(Contour labeling records)

=-=-=-=-=

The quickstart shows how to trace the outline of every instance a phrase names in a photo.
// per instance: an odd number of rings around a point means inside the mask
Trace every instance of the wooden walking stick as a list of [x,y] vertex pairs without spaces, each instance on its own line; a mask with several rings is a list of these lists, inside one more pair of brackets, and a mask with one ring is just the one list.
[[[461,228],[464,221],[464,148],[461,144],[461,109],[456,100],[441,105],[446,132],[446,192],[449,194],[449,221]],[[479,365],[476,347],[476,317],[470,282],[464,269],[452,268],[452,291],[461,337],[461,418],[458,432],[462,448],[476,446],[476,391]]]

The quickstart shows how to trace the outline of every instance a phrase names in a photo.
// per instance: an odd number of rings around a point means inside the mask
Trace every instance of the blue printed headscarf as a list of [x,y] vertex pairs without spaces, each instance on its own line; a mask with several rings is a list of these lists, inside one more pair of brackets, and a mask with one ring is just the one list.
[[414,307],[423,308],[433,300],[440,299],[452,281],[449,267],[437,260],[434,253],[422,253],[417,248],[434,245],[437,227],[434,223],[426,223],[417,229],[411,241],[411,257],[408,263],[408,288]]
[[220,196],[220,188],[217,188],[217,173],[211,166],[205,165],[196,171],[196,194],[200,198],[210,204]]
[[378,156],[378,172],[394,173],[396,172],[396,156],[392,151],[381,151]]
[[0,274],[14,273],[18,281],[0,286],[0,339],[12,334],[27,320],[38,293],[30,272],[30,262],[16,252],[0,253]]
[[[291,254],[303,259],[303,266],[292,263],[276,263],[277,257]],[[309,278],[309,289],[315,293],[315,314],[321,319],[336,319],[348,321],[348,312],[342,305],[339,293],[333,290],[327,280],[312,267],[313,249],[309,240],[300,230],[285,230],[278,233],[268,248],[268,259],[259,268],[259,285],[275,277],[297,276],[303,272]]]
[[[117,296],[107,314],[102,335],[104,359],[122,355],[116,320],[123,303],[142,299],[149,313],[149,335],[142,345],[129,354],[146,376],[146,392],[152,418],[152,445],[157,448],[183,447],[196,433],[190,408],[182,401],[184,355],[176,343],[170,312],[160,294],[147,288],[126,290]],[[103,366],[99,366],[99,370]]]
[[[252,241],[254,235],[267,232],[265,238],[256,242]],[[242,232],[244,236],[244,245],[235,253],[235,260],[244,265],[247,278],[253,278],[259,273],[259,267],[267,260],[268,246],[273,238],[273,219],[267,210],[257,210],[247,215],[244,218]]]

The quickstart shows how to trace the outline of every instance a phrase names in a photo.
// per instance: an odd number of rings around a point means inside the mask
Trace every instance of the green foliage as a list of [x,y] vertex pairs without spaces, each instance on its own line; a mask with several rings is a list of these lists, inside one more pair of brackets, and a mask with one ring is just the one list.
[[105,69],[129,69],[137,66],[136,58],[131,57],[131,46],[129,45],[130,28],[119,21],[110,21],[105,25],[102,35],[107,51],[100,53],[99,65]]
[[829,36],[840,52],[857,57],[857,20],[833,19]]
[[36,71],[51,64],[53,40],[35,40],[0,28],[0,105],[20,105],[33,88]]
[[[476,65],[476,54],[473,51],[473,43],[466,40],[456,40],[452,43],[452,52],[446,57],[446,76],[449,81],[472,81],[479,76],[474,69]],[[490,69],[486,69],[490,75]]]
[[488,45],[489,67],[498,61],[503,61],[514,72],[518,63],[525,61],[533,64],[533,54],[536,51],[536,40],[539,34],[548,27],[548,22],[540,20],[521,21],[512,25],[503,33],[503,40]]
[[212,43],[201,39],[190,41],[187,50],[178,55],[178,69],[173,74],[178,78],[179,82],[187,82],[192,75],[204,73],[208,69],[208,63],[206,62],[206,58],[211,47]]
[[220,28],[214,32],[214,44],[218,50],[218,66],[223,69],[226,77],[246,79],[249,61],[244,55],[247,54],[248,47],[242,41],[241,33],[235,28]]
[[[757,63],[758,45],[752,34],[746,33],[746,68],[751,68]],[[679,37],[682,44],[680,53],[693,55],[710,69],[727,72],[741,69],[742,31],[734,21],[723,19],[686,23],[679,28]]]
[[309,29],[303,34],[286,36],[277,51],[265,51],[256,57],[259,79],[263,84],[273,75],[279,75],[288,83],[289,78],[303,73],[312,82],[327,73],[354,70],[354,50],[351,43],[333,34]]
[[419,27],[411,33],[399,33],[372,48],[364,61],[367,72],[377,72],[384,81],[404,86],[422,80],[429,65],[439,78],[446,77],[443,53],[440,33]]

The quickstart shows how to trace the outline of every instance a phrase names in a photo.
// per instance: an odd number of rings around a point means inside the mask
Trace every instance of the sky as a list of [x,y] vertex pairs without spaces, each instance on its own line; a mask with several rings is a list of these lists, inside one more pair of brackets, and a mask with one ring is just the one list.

=-=-=-=-=

> Aim of the exercise: Return every line of the records above verbatim, character for character.

> Output of the exercise:
The quickstart shows how to trace the outline of every instance a phrase names in a photo.
// per instance: an odd number of rings around a point means inside the mask
Trace every instance of the wooden walking stick as a list of [x,y] vertex pairs without spaces, each instance on its own line; a mask with several rings is a list of these lists, inside one more pair of brackets, and a mask with one ring is just the one list.
[[[461,228],[464,221],[464,148],[461,144],[461,109],[456,100],[441,105],[446,132],[446,192],[449,194],[449,221]],[[479,365],[476,347],[476,317],[470,282],[464,269],[452,268],[452,291],[461,337],[461,418],[458,432],[462,448],[476,446],[476,391]]]

The quickstart shows how to trace the outline of every instance a phrase names in a photo.
// per instance: an odd number of rings around a point means inside the mask
Trace every instance of the blue printed headscarf as a list of [x,y] vertex pairs without spaces, each instance on its own line; a mask with several rings is a list of these lists, inside one more pair of brackets, and a mask with one ring is just the one list.
[[414,307],[423,308],[433,300],[440,299],[452,281],[449,267],[437,260],[434,253],[422,253],[417,248],[434,245],[437,227],[434,223],[426,223],[417,229],[411,241],[411,257],[408,263],[408,288]]
[[220,196],[220,188],[217,188],[217,173],[211,166],[205,165],[196,171],[196,194],[200,198],[210,204]]
[[378,156],[378,172],[394,173],[396,172],[396,156],[392,151],[381,151]]
[[0,274],[14,273],[18,281],[0,286],[0,339],[12,334],[27,320],[38,293],[30,272],[30,262],[16,252],[0,253]]
[[[291,254],[303,259],[303,266],[292,263],[276,263],[277,257]],[[309,278],[309,289],[315,293],[315,314],[321,319],[336,319],[348,321],[348,312],[342,305],[339,293],[333,290],[327,280],[312,267],[313,249],[309,240],[300,230],[285,230],[278,233],[268,248],[268,259],[259,268],[259,285],[275,277],[297,276],[303,272]]]
[[[117,296],[107,314],[102,335],[104,359],[122,355],[116,320],[123,303],[142,299],[149,313],[149,335],[142,345],[129,354],[146,376],[146,392],[152,418],[152,445],[157,448],[183,447],[196,433],[190,408],[182,401],[184,355],[176,343],[170,312],[160,294],[147,288],[126,290]],[[103,366],[99,366],[99,370]]]
[[[252,241],[254,235],[267,232],[265,238],[256,242]],[[242,232],[244,236],[244,245],[235,253],[235,260],[244,265],[247,278],[253,278],[259,273],[259,267],[267,260],[268,246],[273,238],[273,219],[267,210],[257,210],[247,215],[244,218]]]

The quickstart shows how to trace the outline of every instance a phrase names in a photo.
// per instance: an odd number of rings around a point means inside the mask
Trace every instance of the green foliage as a list of [x,y] vertex pairs without spaces, each instance on its own line; a mask with several rings is a list of these lists, inside one more pair of brackets, and a mask with one ring is just the one list.
[[105,69],[129,69],[137,66],[136,58],[131,57],[131,46],[129,45],[130,28],[119,21],[110,21],[105,25],[102,35],[107,51],[100,53],[99,65]]
[[829,36],[840,52],[857,57],[857,20],[833,19]]
[[36,71],[51,64],[53,40],[35,40],[0,28],[0,105],[20,105],[33,88]]
[[[476,65],[476,54],[473,51],[473,43],[466,40],[456,40],[452,43],[452,52],[446,57],[446,76],[449,81],[472,81],[479,76],[474,69]],[[490,69],[486,69],[490,75]]]
[[488,45],[489,67],[498,61],[503,61],[514,72],[518,63],[525,61],[533,64],[533,54],[536,51],[536,40],[539,34],[548,27],[548,22],[540,20],[521,21],[512,25],[503,33],[503,40]]
[[212,43],[201,39],[190,41],[187,50],[178,55],[178,69],[173,74],[178,78],[179,82],[187,82],[192,75],[204,73],[208,69],[208,63],[206,62],[206,58],[211,47]]
[[220,28],[214,32],[214,44],[218,50],[218,66],[223,69],[226,77],[246,79],[249,61],[244,55],[247,54],[248,47],[242,41],[241,33],[235,28]]
[[[757,63],[758,45],[752,34],[746,33],[746,68],[751,68]],[[679,37],[682,44],[680,53],[693,55],[710,69],[727,72],[741,69],[742,31],[734,21],[723,19],[686,23],[679,28]]]
[[309,29],[303,34],[286,36],[277,51],[265,51],[256,57],[259,79],[263,84],[273,75],[279,75],[288,83],[289,78],[303,73],[312,82],[327,73],[354,70],[354,50],[351,43],[333,34]]
[[419,27],[411,33],[399,33],[372,48],[364,61],[367,72],[377,72],[384,81],[404,86],[422,80],[429,65],[439,78],[446,77],[443,53],[440,33]]

The quickstart shows how to trace the outline of every instance a phrase names in a photo.
// per instance: an odd number of rings around a point means inside the mask
Trace every instance of the sky as a list of [x,y] vertex pairs without spaces, each instance on its own line; a mask with several rings is a list of these lists, inside one more pair of brackets, and a mask with one ring is just the one list.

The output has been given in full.